### WHAT THIS TASK INVOLVES
Return every line in the listing below that contains the word "ship", copied in full and in its original order.

### PROVIDED DATA
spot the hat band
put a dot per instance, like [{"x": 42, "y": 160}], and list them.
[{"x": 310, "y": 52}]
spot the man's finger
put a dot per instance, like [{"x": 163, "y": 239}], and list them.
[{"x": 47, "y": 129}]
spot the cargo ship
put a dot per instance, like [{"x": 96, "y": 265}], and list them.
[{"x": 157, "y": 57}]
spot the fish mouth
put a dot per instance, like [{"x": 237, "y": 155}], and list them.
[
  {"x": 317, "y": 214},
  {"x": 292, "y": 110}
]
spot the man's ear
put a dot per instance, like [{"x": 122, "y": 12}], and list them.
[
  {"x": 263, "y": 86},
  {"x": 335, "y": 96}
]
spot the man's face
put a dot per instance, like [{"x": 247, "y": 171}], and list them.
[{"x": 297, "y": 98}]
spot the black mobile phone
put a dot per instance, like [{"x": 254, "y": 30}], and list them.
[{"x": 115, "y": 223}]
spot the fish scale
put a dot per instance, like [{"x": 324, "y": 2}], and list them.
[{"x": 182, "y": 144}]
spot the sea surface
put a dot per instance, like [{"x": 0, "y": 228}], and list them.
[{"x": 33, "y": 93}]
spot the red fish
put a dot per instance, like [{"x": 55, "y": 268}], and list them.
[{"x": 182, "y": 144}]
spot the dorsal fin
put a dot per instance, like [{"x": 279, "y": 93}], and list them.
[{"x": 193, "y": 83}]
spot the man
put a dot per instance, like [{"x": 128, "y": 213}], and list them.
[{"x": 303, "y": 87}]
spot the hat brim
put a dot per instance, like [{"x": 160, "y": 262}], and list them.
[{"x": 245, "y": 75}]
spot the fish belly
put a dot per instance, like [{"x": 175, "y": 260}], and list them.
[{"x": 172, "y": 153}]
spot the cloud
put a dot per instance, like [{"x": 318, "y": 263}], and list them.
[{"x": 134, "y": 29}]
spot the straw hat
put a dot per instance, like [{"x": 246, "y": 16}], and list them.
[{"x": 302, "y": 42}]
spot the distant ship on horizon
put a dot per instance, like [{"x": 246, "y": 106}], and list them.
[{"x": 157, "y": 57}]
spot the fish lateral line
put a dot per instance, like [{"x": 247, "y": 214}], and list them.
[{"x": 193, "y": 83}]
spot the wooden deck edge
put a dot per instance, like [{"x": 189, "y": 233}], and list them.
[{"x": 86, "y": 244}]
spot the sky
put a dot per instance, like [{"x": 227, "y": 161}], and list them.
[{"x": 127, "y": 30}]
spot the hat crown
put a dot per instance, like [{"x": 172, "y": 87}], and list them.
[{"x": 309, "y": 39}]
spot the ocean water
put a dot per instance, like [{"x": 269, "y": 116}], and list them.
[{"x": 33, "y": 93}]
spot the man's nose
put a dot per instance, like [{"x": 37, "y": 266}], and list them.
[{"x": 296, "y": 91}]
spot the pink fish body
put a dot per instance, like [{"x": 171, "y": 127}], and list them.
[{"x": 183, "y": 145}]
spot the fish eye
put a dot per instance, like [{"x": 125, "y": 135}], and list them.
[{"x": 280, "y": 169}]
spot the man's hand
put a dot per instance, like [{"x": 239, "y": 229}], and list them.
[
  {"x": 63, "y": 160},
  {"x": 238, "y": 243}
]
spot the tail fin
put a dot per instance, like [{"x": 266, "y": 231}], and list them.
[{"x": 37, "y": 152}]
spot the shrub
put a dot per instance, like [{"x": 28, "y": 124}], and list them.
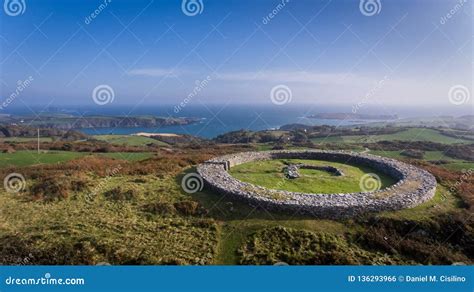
[
  {"x": 189, "y": 208},
  {"x": 121, "y": 194},
  {"x": 160, "y": 208},
  {"x": 51, "y": 188}
]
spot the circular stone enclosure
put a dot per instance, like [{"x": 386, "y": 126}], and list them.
[{"x": 414, "y": 185}]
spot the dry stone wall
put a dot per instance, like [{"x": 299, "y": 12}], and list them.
[{"x": 414, "y": 186}]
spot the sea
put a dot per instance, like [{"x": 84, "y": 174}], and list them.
[{"x": 219, "y": 119}]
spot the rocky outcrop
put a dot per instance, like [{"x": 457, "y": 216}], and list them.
[{"x": 414, "y": 186}]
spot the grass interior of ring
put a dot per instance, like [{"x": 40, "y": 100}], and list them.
[{"x": 270, "y": 174}]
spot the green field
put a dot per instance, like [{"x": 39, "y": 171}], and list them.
[
  {"x": 25, "y": 158},
  {"x": 270, "y": 174},
  {"x": 412, "y": 134},
  {"x": 128, "y": 140}
]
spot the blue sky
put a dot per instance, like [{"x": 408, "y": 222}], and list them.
[{"x": 150, "y": 52}]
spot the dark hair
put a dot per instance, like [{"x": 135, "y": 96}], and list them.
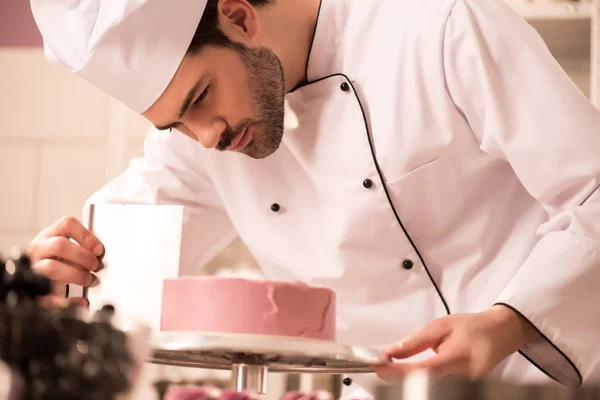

### WRITTEN ANSWER
spot the cargo ship
spot the distant ship on horizon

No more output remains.